(Assignment) Go over each line of the entries below, count those with "above", and give only the count.

(Source material)
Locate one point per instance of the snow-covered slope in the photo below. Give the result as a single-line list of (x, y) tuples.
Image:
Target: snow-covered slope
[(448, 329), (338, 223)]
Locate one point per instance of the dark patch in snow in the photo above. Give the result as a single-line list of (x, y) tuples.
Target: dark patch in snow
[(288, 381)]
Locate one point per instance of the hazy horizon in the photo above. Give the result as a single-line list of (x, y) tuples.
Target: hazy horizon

(Your response) 2